**Problem to solve**
Reproduce the listing from its start through the line containing "column 23, row 45", keeping both ends, and omit the pictures.
------ Material for the task
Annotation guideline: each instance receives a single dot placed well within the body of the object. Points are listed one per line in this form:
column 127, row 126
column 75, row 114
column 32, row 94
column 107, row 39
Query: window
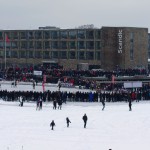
column 72, row 55
column 90, row 45
column 14, row 45
column 31, row 54
column 38, row 44
column 81, row 45
column 72, row 34
column 72, row 45
column 63, row 54
column 63, row 45
column 38, row 54
column 46, row 45
column 81, row 34
column 55, row 45
column 97, row 34
column 1, row 35
column 98, row 56
column 54, row 34
column 90, row 55
column 81, row 55
column 98, row 45
column 46, row 54
column 23, row 45
column 46, row 35
column 22, row 35
column 64, row 34
column 38, row 34
column 14, row 54
column 55, row 54
column 22, row 54
column 90, row 34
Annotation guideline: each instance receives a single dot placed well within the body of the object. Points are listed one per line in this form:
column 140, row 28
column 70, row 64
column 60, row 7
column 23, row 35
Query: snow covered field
column 24, row 128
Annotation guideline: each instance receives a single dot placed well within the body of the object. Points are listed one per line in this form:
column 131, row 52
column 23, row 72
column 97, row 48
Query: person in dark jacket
column 52, row 124
column 54, row 104
column 85, row 118
column 130, row 102
column 103, row 103
column 68, row 121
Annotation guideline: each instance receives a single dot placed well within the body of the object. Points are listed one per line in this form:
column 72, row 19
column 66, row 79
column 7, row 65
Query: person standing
column 103, row 103
column 130, row 102
column 54, row 104
column 68, row 121
column 85, row 118
column 52, row 124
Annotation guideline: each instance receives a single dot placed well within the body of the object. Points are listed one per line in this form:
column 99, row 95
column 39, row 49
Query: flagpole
column 5, row 51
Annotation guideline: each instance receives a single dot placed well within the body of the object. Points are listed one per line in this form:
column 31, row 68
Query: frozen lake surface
column 24, row 128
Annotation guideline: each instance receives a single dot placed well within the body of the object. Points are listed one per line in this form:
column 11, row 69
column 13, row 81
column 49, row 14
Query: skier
column 52, row 124
column 68, row 121
column 85, row 120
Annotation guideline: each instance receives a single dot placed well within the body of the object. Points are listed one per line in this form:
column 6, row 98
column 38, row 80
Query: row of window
column 52, row 55
column 52, row 45
column 58, row 34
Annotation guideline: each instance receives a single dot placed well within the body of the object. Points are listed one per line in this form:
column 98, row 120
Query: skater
column 85, row 118
column 103, row 103
column 59, row 85
column 41, row 103
column 68, row 121
column 54, row 104
column 37, row 104
column 33, row 84
column 52, row 124
column 21, row 101
column 130, row 102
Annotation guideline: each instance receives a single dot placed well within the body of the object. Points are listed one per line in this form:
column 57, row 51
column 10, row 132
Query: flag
column 113, row 79
column 7, row 39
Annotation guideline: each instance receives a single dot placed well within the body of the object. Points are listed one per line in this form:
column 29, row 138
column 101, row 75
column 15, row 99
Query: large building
column 107, row 47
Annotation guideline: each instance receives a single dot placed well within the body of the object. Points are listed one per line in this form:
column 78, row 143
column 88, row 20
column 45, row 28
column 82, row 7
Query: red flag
column 113, row 79
column 7, row 39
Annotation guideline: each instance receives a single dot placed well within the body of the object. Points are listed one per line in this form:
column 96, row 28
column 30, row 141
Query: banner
column 37, row 73
column 66, row 84
column 132, row 84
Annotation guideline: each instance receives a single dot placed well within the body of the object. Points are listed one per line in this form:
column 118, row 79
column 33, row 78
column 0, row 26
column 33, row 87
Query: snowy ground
column 24, row 128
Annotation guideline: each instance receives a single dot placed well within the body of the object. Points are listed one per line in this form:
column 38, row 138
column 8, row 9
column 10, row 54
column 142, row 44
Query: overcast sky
column 31, row 14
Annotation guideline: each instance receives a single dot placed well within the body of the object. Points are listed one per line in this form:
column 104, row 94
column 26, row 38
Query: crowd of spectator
column 75, row 77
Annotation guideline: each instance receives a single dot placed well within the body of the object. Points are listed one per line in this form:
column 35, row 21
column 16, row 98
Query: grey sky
column 30, row 14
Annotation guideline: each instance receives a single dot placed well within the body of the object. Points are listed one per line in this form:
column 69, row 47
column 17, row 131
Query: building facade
column 106, row 47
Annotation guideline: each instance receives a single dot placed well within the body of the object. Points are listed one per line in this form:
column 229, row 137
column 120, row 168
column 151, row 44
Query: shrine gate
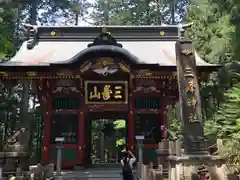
column 99, row 87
------------
**Problem solution**
Annotation guideline: each instance receives a single dot placed well within the body of the object. Points are listed one per line in this form:
column 127, row 126
column 75, row 114
column 32, row 94
column 107, row 39
Query: window
column 72, row 55
column 90, row 45
column 14, row 45
column 31, row 54
column 38, row 44
column 81, row 45
column 72, row 34
column 72, row 45
column 63, row 54
column 63, row 45
column 38, row 54
column 46, row 45
column 81, row 34
column 55, row 45
column 97, row 34
column 1, row 35
column 98, row 56
column 54, row 34
column 90, row 55
column 81, row 55
column 98, row 45
column 46, row 54
column 23, row 45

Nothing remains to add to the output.